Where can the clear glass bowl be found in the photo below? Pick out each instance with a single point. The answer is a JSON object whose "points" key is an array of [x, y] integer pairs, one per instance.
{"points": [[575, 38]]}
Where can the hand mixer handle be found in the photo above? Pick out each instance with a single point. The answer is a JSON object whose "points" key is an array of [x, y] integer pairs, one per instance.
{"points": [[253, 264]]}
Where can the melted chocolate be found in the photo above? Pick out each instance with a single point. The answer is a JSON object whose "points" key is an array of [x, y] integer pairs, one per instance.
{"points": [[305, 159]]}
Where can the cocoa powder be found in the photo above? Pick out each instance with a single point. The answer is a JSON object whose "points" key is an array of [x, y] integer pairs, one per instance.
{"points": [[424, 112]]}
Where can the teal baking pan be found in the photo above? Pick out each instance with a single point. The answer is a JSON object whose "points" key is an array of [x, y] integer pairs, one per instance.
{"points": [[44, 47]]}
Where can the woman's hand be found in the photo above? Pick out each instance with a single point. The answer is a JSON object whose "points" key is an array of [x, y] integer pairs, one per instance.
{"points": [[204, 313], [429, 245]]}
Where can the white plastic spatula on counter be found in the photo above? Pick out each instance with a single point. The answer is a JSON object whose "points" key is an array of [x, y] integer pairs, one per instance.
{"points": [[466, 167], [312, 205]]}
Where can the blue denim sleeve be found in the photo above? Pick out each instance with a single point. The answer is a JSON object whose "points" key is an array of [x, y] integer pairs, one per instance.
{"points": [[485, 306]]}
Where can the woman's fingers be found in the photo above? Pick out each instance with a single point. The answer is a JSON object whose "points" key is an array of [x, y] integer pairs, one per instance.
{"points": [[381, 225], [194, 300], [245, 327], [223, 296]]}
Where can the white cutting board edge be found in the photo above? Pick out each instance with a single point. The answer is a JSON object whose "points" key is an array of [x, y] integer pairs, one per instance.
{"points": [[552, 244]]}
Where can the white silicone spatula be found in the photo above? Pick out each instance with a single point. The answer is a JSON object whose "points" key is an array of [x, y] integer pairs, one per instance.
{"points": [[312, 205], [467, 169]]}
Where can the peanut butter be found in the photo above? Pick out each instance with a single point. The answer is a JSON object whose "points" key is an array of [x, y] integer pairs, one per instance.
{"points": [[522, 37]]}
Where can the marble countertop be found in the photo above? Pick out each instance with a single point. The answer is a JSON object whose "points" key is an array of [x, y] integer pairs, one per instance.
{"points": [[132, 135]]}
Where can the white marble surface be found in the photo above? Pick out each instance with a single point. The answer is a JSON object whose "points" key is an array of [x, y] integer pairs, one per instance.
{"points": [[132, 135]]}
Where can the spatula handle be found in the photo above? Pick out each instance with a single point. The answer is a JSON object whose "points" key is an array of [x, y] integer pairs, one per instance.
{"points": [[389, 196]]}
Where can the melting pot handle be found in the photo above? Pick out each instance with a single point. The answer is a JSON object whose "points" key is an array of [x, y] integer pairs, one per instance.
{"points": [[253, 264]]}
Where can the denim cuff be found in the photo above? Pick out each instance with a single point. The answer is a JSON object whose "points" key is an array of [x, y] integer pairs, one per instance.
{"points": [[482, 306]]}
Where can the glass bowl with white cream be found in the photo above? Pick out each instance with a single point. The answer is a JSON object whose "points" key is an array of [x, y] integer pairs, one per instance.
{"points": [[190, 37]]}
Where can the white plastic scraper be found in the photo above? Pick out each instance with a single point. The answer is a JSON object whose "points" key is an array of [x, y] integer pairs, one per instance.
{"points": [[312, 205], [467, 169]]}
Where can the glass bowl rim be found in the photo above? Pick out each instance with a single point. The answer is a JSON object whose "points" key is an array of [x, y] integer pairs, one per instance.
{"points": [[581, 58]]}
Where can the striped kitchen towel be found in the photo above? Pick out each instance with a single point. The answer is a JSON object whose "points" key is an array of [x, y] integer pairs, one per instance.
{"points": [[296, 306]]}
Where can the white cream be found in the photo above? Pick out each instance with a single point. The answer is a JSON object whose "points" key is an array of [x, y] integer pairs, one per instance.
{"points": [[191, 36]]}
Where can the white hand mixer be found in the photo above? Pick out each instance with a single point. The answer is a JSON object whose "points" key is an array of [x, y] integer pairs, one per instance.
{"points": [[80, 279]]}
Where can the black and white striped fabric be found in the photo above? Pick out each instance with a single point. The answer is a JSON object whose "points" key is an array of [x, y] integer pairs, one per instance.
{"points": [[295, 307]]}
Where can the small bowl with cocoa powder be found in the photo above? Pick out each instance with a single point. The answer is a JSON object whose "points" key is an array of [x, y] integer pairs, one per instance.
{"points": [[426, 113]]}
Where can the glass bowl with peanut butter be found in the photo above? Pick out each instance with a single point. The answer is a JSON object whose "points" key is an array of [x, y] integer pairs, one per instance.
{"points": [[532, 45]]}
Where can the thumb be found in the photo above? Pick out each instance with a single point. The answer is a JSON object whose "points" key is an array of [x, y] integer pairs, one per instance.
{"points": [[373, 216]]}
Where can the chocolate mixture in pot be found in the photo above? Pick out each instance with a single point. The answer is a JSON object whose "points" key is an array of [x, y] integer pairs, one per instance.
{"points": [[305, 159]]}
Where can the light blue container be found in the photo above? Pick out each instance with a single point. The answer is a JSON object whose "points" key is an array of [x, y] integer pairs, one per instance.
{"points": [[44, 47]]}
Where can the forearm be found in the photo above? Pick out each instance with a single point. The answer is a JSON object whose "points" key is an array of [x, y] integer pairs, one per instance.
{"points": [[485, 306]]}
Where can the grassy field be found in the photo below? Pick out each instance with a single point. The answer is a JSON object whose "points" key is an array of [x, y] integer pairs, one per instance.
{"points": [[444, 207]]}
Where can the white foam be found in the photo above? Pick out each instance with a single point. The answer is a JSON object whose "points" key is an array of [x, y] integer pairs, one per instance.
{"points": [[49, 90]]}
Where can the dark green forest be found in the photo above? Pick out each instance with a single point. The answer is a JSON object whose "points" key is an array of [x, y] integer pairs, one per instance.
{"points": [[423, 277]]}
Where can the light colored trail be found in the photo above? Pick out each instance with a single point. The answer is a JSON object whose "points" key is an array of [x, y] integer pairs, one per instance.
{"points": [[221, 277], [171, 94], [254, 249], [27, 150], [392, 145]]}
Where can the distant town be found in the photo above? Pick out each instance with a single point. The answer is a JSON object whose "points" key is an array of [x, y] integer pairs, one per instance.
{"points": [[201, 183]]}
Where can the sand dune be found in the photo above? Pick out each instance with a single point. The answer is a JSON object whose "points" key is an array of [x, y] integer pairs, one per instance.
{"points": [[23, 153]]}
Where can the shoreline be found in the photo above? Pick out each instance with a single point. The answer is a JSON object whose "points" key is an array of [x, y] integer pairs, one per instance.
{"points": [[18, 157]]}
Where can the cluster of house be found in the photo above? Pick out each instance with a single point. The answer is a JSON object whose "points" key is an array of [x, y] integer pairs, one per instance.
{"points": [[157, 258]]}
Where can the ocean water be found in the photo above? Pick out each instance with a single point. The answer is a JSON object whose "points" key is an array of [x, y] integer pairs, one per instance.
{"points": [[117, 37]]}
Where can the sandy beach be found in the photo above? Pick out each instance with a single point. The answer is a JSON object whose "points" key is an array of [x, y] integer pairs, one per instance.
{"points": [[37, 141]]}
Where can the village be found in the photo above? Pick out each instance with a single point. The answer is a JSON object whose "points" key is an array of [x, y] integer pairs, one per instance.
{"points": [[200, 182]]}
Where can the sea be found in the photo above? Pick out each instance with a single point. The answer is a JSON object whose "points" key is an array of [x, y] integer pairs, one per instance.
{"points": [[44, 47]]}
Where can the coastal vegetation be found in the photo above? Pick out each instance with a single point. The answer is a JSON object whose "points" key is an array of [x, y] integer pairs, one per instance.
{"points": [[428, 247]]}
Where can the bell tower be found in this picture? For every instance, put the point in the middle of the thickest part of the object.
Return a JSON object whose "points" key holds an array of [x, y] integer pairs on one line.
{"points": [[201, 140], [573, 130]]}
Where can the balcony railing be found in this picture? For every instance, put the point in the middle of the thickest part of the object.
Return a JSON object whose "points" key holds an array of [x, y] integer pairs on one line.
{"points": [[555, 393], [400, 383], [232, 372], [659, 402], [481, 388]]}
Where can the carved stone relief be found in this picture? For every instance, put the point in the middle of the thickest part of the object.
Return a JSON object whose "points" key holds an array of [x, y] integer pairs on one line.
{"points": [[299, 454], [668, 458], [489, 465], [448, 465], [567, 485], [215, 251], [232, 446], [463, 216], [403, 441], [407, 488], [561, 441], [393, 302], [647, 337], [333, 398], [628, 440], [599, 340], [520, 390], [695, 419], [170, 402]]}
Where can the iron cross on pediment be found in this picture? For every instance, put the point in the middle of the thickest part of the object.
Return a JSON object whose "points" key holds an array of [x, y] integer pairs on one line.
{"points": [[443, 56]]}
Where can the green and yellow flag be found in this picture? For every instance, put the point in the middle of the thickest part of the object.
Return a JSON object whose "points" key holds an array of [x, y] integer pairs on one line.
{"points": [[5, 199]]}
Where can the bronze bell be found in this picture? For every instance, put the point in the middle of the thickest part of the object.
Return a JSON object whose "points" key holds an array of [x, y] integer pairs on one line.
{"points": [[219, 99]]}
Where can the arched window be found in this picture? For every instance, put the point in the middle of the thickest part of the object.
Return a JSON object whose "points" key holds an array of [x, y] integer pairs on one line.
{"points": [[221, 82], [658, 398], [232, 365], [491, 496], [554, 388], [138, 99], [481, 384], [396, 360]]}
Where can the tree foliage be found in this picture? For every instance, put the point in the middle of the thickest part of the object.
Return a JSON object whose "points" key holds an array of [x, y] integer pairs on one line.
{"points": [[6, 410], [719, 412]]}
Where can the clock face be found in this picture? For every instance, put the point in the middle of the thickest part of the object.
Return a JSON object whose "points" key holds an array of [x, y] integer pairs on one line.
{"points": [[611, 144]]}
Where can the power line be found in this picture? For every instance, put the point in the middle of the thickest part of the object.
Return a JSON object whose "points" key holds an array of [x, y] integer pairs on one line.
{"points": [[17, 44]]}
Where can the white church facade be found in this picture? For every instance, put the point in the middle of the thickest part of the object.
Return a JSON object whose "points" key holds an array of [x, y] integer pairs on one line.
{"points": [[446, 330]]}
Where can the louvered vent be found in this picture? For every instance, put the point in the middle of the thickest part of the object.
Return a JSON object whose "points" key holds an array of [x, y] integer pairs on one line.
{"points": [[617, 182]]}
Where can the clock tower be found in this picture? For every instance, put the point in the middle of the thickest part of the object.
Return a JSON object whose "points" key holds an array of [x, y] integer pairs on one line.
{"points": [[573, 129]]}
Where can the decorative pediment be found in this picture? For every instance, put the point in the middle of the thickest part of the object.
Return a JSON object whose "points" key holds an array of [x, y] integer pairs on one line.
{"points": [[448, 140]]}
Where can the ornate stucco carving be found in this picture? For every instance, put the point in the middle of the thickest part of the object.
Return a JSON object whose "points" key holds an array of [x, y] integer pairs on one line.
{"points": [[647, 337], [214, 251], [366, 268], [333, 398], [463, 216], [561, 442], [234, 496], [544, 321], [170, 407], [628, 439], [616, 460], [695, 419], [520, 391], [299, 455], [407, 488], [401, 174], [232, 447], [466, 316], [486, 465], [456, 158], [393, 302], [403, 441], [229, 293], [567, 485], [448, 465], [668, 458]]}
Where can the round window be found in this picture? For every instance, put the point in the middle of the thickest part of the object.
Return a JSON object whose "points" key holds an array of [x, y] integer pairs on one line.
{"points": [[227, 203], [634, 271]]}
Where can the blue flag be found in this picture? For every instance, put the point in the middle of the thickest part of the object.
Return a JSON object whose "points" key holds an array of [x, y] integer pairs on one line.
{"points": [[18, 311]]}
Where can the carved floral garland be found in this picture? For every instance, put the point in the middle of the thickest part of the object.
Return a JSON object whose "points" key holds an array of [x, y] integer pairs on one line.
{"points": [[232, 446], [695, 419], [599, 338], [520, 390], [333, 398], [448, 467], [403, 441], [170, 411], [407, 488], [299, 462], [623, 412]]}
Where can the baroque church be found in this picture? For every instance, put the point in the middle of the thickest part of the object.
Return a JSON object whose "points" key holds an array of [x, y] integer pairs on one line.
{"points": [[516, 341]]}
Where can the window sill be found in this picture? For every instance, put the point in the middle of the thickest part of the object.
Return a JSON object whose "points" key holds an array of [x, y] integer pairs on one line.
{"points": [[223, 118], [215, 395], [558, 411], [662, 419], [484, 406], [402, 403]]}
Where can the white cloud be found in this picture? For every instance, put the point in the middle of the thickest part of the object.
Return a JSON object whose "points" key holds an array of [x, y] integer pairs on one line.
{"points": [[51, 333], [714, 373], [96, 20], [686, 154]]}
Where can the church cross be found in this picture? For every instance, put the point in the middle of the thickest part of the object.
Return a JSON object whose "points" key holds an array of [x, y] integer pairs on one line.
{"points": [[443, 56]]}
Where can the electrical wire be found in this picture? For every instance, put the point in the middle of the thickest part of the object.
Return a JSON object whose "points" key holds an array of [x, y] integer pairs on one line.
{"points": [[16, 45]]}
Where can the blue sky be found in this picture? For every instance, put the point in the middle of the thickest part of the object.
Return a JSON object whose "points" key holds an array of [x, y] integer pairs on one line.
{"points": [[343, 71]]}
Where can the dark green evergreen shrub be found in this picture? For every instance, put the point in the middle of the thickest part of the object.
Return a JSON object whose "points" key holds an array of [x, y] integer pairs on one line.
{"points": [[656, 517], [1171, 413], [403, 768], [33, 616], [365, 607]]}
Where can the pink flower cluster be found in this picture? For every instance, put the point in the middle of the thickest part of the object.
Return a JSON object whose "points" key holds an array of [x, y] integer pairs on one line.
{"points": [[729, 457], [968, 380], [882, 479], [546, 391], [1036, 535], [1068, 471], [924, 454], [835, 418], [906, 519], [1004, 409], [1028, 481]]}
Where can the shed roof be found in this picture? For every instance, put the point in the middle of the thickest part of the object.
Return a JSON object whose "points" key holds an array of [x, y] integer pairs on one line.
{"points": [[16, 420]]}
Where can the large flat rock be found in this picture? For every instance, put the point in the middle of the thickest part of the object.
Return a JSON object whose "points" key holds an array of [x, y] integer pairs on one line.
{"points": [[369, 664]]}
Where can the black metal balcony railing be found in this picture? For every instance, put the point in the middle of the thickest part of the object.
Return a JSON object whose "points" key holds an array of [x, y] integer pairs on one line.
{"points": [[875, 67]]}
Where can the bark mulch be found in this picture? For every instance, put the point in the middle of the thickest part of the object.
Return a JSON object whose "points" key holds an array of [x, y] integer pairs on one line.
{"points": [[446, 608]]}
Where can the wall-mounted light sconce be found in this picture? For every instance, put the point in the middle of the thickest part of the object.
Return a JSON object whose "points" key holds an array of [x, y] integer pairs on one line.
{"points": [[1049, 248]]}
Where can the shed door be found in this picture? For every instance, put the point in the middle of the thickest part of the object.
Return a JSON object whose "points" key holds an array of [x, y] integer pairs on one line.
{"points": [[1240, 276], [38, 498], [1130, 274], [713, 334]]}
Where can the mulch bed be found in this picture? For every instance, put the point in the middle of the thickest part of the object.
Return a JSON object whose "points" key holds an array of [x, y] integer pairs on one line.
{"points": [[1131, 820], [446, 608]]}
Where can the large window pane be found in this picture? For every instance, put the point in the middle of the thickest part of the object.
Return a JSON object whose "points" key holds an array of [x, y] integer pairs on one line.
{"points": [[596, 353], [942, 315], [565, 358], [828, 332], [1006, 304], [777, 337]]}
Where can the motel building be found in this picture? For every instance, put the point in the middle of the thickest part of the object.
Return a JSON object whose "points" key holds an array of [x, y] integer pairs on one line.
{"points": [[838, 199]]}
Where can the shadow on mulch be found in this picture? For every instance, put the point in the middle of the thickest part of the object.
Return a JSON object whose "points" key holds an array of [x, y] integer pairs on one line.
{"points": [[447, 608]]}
· · ·
• **Prompt**: Lines above with "pediment" in them are the ones to copy.

• **Result**:
Where can the iron cross on pediment be found in this picture? For every instance, put the point in the middle of the thickest part of the object.
Where can the decorative pediment be found in this picture? For every instance, put the point in the middle of the thickest part of the object.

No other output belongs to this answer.